Passage shown ::
--- --- ---

They pay a commission to the platform in return for the funding they receive (generally between 2%-3%).

Private investors pay no fees to the platform for deposits, withdrawals, or any other functionality used when investing. From the interest rate indicated on each investment, investors can calculate the profit to be received.

Graphic explaining how does debitum work

Loan originators

Debitum Investments currently works with 5 loan originators, including the long-established Evergreen Capital, Flexidea and its subsidiary Flexidea Polska, and Triple Dragon. They have recently been joined by Sandbox Funding, Juno Finance and Foresto.

Bono House, a Latvian 🇱🇻 subsidiary of BONO Group, a 90M€ turn-over company, is specialized in the assembly and the development of eco-friendly house projects.

Evergreen Capital has been providing funding to Estonian SMEs 🇪🇪 since 2013 backed by a personal guarantee from the company director or owner.

Flexidea has been offering invoice financing solutions in Latvia 🇱🇻 since 2017 to local and international companies (supermarkets, manufacturers, service providers, etc.).

Flexidea Polska (a Flexidea subsidiary created in 2022) is a digital platform offering invoice financing solutions to SMEs located in Poland 🇵🇱.

Foresto is a Latvian company 🇱🇻 specialized in the acquisition and merger of forest properties that resells this real estate to Nordic, Baltic or Polish real estate or forest funds.

Juno Finance provides financing to Latvian companies 🇱🇻 in the forestry and agriculture sectors. Investments are secured by collateral such as commercial pledges and mortgages.

Sandbox Funding is a non-bank lender to Latvian SMEs 🇱🇻 whose loans are mainly secured by business pledges, receivables, and mortgages.

--- --- ---

To-do list ::
A – List every line in the records that contains the word "dirt".
B – Write the next part of the passage about Debitum Investments and its loan originators, picking up after its last sentence.

--- --- ---

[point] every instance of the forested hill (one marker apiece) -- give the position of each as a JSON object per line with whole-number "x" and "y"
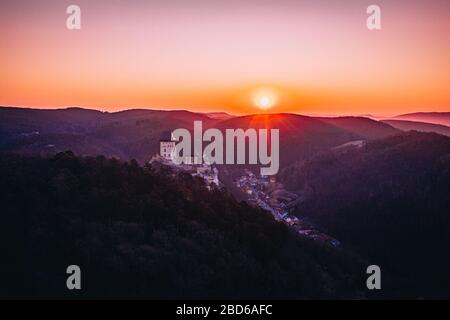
{"x": 141, "y": 233}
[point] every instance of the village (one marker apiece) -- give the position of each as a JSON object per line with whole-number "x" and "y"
{"x": 266, "y": 193}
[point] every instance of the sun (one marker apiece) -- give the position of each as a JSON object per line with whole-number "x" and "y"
{"x": 264, "y": 99}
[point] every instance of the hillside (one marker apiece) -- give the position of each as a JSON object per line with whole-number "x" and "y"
{"x": 141, "y": 233}
{"x": 135, "y": 134}
{"x": 302, "y": 136}
{"x": 389, "y": 201}
{"x": 442, "y": 118}
{"x": 419, "y": 126}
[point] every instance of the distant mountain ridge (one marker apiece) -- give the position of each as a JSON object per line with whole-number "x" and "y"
{"x": 442, "y": 118}
{"x": 419, "y": 126}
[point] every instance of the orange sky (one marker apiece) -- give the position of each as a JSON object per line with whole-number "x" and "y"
{"x": 209, "y": 55}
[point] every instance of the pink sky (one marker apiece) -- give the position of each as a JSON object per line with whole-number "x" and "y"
{"x": 208, "y": 55}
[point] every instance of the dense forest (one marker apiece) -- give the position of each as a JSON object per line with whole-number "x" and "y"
{"x": 390, "y": 201}
{"x": 145, "y": 232}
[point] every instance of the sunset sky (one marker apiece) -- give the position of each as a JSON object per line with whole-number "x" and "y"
{"x": 308, "y": 56}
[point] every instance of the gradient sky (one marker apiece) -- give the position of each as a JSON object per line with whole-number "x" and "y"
{"x": 317, "y": 56}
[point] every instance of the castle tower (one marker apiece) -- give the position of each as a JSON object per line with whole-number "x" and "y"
{"x": 167, "y": 149}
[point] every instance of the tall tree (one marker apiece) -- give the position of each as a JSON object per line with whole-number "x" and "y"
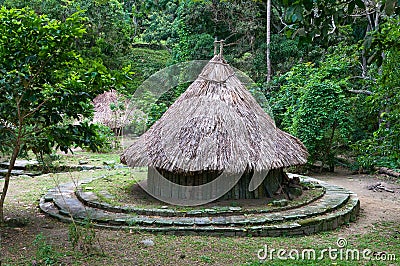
{"x": 43, "y": 85}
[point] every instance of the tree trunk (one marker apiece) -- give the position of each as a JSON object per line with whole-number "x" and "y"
{"x": 268, "y": 40}
{"x": 7, "y": 181}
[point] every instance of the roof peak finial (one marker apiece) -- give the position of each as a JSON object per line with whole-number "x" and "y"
{"x": 221, "y": 46}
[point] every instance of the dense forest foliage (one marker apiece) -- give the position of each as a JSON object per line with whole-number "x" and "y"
{"x": 335, "y": 64}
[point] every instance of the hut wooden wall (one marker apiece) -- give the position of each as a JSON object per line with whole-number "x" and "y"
{"x": 269, "y": 186}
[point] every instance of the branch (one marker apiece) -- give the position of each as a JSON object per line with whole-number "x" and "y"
{"x": 365, "y": 92}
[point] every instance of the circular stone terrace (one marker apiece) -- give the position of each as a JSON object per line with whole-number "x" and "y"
{"x": 328, "y": 208}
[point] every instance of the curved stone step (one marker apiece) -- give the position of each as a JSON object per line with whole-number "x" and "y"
{"x": 336, "y": 207}
{"x": 68, "y": 204}
{"x": 329, "y": 221}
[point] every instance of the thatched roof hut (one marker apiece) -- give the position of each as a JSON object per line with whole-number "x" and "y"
{"x": 215, "y": 126}
{"x": 110, "y": 109}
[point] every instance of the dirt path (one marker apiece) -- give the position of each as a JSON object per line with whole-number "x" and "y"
{"x": 375, "y": 206}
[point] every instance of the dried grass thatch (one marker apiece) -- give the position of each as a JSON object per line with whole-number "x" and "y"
{"x": 113, "y": 118}
{"x": 216, "y": 125}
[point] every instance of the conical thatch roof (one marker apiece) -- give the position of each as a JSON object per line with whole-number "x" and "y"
{"x": 215, "y": 125}
{"x": 116, "y": 117}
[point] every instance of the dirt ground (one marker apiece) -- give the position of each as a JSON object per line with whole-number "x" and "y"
{"x": 375, "y": 206}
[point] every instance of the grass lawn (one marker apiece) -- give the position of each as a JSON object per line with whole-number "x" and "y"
{"x": 40, "y": 240}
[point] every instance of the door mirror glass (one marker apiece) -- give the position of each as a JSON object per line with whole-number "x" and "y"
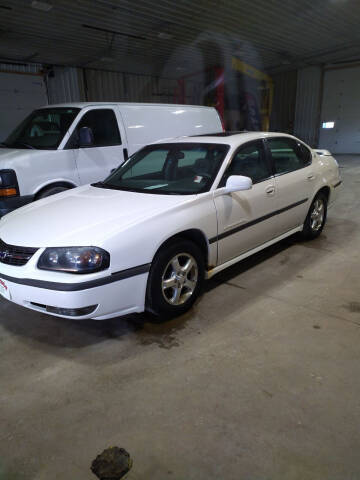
{"x": 86, "y": 137}
{"x": 236, "y": 183}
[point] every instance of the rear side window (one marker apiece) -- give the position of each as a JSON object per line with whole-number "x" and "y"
{"x": 103, "y": 125}
{"x": 288, "y": 155}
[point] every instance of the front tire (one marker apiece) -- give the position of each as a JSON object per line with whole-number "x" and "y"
{"x": 175, "y": 280}
{"x": 316, "y": 217}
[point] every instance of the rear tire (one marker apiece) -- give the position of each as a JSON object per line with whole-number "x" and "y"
{"x": 51, "y": 191}
{"x": 316, "y": 217}
{"x": 175, "y": 280}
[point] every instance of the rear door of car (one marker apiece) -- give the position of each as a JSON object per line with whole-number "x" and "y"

--- --- ---

Exercise results ::
A –
[point] every instance of the dirt path (one marker apiece) -- give the position of each as a JSON object per line with whole-number "x" and "y"
[point] every instance of the dirt ground (one marker apiece) -- give the position of each as a JSON object per line with whole-number "x" and "y"

B –
Triple Dragon is a fundraising company founded in London 🇬🇧 in 2016 that specializes in the video game and mobile app industry, offering receivables-backed loans.

Debitum loan originators in May 2024

Chronology of a P2B investment

The minimum amount that can be invested in one asset is €10 and the maximum is indicated in the box “Remaining principal”. This amount has recently changed as before that, it was set up at 50€.

This amount is generally invested for periods ranging from 2 months to 24 months but most investments last less than 1 year.

Most of the assets proposed for investment are amortized with bullet repayments, meaning that the borrower pays the interest on a monthly basis (interest rates range from 9,75% to 13,5%) and the principal amount at the end of the loan term.

But investors may also find assets amortized with “declining balance” : interests are paid monthly too, but moreover borrowers make partial principal repayments every month.

Best p2p lending returns ranking

At the end of the payment term, the borrower still has a 7-day grace period during which they can repay the loan without additional penalty, but during that, they still have to pay a daily interest fee.

After that, a penalty fee is applied on top of the interest (generally 10% to 18%).

If the repayment of a particular loan is more than 90 days late, then the loan originator has the obligation to buy back the loan and cover remaining principal as well as outstanding interest.

Investment chronology on Debitum

Investing on Debitum

Who can invest ?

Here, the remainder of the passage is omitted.